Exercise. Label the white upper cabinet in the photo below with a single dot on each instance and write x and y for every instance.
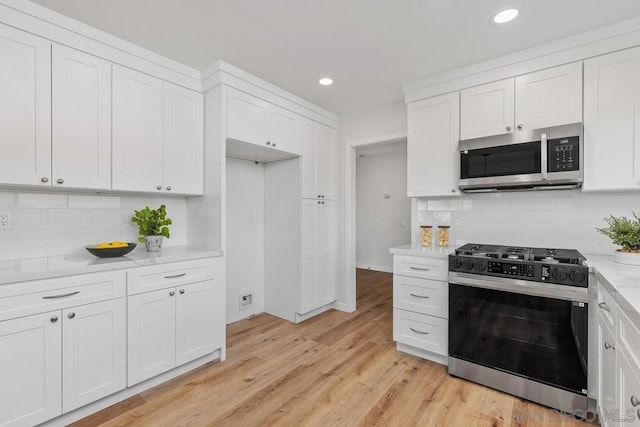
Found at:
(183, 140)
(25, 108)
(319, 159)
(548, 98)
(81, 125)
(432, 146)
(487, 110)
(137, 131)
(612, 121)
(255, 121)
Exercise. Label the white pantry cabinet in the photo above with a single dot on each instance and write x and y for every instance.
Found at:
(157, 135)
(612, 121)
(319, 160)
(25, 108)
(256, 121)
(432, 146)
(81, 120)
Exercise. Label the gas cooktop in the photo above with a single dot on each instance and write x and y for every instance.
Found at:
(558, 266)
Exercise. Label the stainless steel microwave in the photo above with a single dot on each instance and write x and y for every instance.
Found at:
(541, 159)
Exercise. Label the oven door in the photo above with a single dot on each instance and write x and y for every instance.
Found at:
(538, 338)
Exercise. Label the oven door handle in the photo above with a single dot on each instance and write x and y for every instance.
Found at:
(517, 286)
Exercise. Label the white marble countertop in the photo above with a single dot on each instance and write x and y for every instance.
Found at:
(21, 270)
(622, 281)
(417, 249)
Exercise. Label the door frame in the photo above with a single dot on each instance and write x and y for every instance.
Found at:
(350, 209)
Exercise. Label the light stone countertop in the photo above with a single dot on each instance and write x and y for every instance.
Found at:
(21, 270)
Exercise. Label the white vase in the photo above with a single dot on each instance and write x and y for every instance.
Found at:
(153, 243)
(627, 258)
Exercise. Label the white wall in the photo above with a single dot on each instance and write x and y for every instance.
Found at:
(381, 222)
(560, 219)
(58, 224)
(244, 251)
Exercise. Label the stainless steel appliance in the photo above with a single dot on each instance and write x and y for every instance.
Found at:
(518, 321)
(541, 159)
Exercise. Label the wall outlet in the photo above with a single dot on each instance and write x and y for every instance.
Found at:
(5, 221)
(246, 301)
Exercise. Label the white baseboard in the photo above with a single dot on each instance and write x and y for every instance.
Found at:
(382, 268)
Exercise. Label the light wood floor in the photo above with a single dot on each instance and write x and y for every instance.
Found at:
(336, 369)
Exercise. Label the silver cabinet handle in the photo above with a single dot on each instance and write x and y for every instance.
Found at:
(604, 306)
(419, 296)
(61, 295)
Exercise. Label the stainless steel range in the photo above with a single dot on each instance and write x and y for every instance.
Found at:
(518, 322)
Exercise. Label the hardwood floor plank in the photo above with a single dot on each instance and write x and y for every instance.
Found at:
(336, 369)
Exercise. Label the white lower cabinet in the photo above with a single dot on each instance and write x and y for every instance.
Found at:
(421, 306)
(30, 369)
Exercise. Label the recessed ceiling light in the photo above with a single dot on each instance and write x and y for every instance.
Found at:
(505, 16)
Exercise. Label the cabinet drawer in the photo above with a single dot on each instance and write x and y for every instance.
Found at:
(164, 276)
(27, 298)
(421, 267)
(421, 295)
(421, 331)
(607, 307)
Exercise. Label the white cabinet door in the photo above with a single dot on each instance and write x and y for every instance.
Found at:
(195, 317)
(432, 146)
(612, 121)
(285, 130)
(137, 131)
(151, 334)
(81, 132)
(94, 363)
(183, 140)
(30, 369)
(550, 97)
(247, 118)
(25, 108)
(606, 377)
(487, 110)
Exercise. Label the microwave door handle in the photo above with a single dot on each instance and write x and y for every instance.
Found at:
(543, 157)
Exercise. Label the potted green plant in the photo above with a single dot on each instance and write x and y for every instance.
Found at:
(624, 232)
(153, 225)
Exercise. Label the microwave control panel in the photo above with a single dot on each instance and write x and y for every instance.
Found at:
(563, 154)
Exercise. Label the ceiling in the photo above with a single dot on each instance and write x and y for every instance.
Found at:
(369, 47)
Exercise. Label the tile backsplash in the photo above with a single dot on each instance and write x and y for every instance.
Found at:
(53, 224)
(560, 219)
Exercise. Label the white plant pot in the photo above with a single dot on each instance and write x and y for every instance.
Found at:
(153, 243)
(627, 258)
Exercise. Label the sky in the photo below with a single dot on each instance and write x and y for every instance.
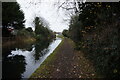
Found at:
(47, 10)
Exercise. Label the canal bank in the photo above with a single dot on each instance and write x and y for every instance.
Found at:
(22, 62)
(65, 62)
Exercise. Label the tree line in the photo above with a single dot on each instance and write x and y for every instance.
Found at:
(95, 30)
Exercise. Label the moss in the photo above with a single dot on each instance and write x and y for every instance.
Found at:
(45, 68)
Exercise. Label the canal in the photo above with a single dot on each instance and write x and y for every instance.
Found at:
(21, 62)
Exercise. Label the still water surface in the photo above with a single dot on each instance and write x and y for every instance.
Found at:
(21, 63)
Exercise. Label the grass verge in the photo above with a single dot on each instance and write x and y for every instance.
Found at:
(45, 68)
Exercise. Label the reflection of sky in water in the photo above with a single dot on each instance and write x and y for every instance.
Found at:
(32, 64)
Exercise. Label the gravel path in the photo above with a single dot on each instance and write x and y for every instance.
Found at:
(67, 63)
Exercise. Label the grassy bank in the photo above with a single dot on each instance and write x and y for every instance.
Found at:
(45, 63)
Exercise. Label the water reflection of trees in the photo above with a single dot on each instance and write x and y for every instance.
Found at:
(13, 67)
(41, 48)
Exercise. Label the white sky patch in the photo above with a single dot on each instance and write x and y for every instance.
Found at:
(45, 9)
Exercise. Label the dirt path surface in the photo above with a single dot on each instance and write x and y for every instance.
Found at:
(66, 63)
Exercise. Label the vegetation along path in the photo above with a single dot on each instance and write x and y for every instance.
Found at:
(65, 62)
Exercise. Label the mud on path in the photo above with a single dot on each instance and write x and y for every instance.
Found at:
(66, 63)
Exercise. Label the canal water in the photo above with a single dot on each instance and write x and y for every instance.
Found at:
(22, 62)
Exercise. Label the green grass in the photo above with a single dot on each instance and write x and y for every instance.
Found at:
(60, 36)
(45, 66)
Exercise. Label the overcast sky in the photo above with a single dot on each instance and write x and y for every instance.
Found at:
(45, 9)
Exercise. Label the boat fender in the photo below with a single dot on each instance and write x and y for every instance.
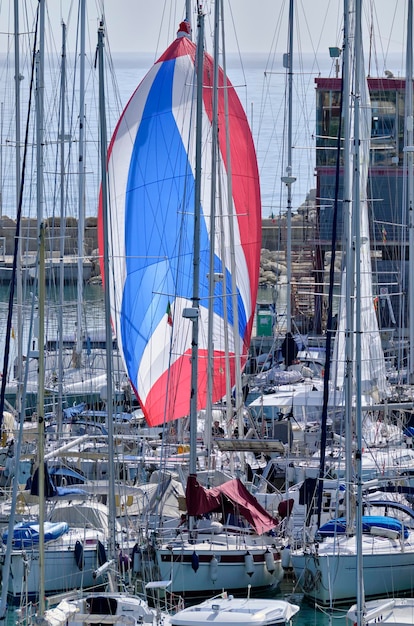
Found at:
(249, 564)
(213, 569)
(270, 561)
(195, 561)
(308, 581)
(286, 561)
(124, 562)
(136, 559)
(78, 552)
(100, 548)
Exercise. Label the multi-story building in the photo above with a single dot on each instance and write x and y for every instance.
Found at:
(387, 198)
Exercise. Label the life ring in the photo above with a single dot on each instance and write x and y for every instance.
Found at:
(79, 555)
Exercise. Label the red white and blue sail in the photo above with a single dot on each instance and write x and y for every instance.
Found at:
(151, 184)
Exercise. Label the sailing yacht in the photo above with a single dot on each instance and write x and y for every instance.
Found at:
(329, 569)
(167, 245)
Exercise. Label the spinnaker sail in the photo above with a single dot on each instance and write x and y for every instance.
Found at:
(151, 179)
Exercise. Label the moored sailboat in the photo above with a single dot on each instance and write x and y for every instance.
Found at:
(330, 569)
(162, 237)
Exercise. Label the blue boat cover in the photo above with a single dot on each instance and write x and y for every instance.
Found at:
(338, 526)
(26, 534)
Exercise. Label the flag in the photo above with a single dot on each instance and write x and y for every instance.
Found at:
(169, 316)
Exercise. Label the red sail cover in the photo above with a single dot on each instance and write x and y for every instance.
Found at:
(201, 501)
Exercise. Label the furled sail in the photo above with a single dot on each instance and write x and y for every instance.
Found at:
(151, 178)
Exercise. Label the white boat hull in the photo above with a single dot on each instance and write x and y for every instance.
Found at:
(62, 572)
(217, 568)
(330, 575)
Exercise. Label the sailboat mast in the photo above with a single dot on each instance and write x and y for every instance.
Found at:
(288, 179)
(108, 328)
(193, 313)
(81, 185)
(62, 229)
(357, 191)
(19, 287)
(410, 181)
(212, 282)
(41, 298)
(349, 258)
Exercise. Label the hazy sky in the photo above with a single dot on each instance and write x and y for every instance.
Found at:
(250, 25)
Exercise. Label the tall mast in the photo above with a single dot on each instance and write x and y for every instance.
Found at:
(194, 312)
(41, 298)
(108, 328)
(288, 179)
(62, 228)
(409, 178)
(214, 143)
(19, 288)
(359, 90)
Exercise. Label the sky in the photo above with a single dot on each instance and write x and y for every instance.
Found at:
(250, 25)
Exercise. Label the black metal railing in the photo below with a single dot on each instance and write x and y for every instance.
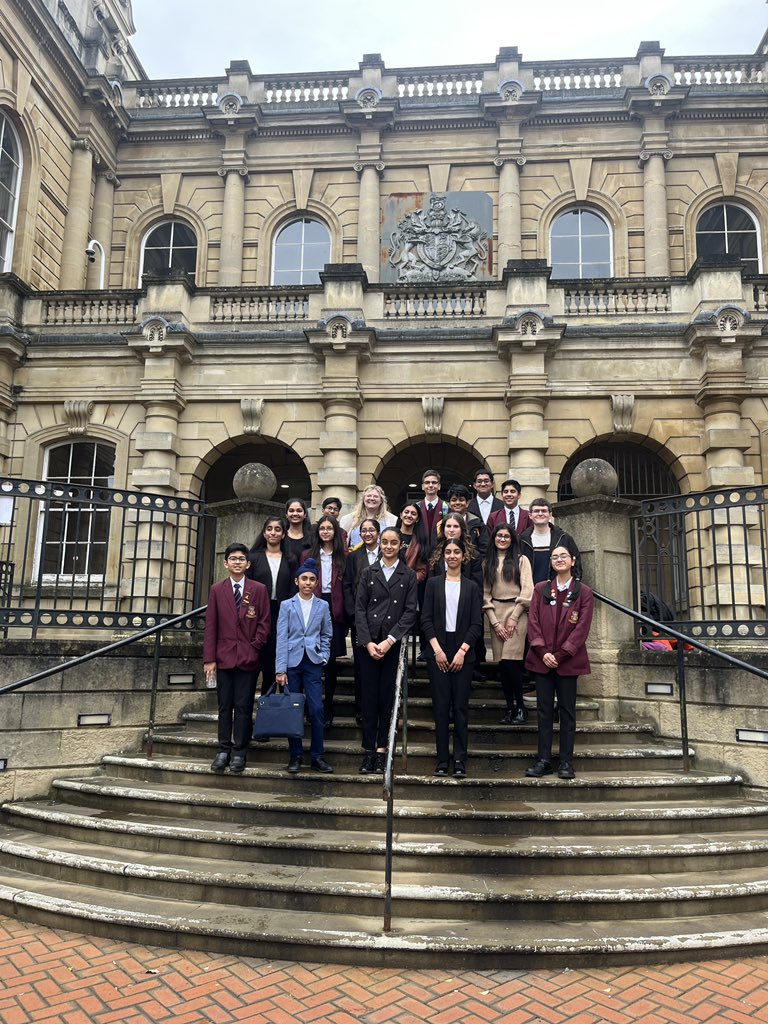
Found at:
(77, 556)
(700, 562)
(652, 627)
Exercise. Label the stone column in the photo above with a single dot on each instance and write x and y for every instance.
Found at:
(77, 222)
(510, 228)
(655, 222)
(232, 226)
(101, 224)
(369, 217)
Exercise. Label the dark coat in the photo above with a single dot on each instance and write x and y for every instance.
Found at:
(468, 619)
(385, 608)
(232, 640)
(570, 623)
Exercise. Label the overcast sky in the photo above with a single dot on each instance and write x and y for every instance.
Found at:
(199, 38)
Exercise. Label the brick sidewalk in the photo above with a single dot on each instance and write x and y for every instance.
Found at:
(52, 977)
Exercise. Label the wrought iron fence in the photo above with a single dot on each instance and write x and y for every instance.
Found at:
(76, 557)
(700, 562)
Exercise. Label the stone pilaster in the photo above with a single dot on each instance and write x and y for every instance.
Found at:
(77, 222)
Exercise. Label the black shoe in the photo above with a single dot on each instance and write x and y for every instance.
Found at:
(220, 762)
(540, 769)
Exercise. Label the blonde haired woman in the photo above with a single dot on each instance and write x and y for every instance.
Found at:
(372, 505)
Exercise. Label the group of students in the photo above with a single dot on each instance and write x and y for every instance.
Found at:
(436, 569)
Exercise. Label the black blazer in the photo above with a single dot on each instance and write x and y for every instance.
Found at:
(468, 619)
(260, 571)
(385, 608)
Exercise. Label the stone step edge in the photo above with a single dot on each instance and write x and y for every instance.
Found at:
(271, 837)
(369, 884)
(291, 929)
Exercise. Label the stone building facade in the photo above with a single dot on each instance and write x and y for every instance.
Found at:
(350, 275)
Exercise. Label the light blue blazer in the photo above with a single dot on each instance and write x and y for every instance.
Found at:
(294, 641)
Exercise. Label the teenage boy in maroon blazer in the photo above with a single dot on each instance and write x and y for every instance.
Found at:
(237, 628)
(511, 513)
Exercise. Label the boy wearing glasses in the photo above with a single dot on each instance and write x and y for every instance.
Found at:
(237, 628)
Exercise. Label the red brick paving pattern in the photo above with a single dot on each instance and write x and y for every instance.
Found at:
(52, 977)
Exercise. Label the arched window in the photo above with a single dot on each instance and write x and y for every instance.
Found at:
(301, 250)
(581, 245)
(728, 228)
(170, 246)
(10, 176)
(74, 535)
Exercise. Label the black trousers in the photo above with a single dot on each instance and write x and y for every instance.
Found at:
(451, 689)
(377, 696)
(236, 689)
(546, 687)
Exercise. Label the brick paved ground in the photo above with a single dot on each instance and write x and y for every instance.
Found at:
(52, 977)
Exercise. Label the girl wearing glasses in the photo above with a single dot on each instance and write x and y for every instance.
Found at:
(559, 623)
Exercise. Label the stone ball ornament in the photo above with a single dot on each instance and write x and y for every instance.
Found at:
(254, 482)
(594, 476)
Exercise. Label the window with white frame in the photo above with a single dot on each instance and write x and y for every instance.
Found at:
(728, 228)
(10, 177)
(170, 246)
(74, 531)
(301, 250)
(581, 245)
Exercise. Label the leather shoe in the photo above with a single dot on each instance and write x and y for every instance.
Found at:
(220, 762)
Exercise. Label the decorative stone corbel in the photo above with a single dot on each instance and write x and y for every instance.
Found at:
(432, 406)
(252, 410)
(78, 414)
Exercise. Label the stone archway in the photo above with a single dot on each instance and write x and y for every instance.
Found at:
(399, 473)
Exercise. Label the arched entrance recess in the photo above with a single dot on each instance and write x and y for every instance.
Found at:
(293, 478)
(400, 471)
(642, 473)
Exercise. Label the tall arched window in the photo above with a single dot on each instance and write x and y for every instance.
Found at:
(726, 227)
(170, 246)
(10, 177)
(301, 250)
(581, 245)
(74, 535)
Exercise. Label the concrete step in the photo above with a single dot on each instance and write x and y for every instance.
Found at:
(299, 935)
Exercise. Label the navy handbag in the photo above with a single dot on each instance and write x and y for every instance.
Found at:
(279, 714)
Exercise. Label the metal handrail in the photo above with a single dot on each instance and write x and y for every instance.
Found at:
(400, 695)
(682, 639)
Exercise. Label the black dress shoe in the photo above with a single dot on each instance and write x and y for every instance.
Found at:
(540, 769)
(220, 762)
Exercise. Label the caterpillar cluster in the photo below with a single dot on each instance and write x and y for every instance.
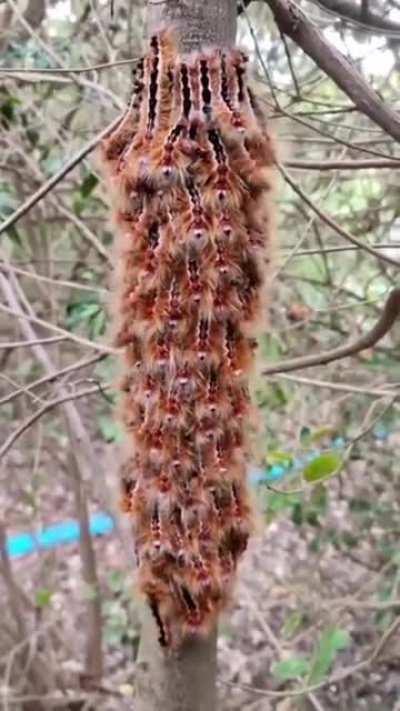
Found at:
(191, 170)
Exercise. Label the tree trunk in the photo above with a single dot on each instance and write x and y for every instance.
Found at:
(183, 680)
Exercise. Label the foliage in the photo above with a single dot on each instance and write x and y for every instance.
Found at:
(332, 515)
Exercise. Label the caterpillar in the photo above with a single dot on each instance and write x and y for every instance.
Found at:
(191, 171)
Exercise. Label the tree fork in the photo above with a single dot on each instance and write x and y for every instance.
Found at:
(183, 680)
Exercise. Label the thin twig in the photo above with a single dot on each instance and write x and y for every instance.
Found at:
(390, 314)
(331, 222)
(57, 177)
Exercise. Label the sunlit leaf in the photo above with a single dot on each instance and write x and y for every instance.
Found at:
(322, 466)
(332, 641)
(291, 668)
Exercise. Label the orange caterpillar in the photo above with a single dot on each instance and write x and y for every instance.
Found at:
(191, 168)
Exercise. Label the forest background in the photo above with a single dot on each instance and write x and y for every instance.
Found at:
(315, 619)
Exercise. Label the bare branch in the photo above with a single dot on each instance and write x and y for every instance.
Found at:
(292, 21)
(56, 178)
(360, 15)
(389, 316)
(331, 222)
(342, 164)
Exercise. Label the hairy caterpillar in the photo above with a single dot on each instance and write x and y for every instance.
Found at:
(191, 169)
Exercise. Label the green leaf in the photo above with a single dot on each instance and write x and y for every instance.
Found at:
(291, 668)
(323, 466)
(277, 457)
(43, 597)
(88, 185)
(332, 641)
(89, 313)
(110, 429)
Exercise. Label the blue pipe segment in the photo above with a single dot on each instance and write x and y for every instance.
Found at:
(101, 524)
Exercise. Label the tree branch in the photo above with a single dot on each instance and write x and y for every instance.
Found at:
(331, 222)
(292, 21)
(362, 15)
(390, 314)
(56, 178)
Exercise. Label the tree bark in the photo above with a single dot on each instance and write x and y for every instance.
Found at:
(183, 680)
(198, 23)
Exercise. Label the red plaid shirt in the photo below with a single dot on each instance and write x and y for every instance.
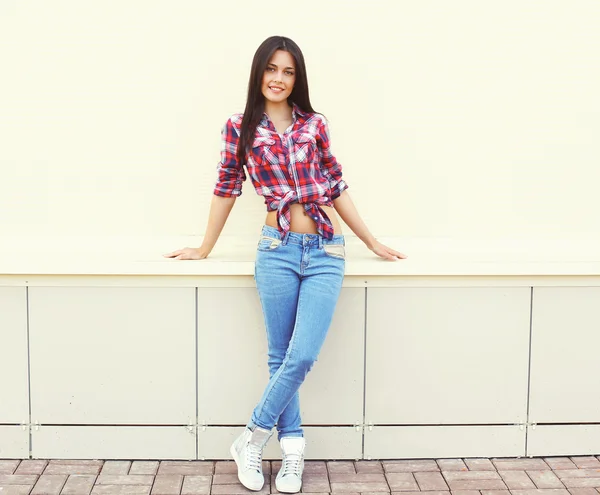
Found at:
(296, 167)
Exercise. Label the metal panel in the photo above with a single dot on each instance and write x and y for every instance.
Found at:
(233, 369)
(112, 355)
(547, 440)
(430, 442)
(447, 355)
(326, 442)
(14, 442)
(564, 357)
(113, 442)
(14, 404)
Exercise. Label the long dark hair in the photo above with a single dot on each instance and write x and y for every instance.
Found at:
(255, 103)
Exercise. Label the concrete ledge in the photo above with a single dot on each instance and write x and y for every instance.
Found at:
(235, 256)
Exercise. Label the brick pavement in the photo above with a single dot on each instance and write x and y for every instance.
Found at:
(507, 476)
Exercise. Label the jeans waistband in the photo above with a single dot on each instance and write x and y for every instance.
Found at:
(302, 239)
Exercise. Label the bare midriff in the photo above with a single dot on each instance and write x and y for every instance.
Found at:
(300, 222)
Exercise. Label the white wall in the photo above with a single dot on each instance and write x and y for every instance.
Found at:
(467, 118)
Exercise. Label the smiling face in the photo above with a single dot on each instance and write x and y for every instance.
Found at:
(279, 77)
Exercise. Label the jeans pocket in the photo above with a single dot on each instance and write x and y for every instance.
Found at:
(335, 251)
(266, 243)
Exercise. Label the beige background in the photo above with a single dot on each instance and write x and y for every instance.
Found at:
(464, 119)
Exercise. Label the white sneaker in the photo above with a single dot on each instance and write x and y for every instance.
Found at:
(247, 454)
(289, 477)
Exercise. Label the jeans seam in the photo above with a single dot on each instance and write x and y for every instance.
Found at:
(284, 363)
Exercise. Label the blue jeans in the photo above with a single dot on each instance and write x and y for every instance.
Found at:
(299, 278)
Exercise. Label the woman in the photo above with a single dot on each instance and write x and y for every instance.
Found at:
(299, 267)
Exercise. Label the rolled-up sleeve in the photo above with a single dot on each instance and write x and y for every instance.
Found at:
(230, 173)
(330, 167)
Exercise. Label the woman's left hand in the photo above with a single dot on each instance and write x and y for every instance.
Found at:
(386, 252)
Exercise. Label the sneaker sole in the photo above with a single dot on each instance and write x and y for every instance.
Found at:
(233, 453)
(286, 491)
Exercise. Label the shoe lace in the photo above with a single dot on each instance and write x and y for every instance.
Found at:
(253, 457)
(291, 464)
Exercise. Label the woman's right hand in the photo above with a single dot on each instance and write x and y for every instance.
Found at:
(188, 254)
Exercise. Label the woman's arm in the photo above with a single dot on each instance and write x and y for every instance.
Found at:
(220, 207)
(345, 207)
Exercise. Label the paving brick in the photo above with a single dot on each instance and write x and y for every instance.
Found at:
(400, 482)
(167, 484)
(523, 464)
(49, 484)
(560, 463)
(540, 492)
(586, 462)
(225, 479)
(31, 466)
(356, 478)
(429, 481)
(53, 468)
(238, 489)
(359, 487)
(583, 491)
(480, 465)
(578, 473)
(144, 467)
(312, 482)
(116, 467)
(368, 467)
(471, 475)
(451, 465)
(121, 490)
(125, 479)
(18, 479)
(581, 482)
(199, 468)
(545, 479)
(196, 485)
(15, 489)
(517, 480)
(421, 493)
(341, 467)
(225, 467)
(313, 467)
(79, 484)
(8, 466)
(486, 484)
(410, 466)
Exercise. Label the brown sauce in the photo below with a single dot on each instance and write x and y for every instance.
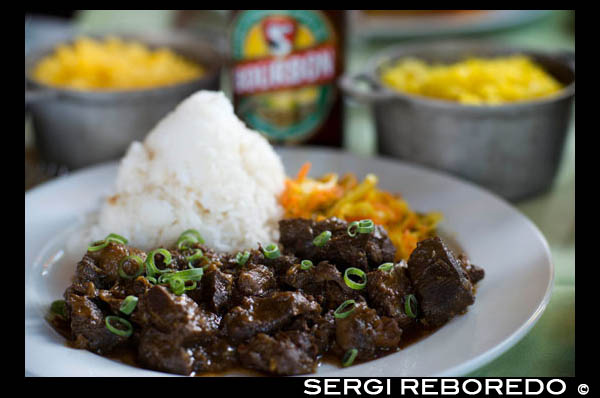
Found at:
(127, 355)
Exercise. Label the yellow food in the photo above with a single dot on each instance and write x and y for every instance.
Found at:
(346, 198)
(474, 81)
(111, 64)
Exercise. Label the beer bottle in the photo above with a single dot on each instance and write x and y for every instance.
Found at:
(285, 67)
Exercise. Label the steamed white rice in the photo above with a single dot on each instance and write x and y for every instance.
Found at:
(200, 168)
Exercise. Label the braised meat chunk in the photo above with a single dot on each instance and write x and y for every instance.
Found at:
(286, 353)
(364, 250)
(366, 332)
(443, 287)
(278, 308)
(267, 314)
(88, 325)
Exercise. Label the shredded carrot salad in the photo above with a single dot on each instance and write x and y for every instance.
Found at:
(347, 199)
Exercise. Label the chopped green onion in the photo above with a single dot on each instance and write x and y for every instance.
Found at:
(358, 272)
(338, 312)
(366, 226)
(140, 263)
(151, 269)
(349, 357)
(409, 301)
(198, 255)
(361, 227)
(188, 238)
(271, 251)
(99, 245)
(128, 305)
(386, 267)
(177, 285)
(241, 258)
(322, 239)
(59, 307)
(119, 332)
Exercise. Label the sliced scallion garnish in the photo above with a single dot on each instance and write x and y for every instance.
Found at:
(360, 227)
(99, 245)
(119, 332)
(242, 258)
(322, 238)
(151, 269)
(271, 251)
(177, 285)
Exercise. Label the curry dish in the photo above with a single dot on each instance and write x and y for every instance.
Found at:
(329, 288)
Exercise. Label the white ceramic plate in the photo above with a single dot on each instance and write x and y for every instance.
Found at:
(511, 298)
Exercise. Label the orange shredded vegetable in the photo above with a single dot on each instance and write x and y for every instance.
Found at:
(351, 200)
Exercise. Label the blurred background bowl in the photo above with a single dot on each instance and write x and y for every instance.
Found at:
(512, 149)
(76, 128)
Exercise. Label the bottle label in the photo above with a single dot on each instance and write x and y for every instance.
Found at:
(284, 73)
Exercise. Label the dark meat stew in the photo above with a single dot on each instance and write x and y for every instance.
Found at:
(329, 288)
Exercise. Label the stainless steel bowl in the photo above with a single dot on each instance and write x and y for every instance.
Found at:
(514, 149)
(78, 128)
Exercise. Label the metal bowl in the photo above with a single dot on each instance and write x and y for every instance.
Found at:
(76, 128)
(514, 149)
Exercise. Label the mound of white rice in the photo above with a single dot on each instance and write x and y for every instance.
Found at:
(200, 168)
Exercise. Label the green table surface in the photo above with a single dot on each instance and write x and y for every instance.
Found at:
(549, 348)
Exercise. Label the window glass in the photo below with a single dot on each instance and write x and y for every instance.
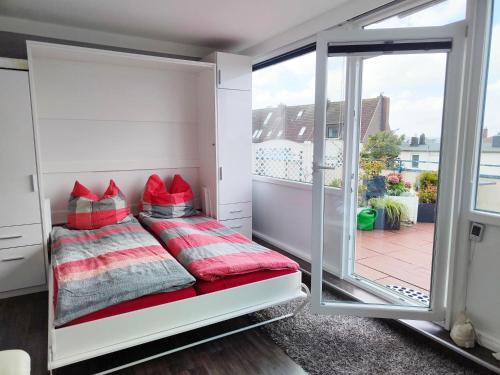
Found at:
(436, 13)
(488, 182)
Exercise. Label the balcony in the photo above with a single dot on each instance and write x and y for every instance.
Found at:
________
__Required action__:
Every line of the material that holds "frame" should be copied out as the answer.

__Solution to this task__:
Exercise. Label the door frame in the photo above with a single dot on each instance and write x and y for every instance.
Exercise. Label the window with white frame in the photo above with a single dot on each instance and write x and y for every instance.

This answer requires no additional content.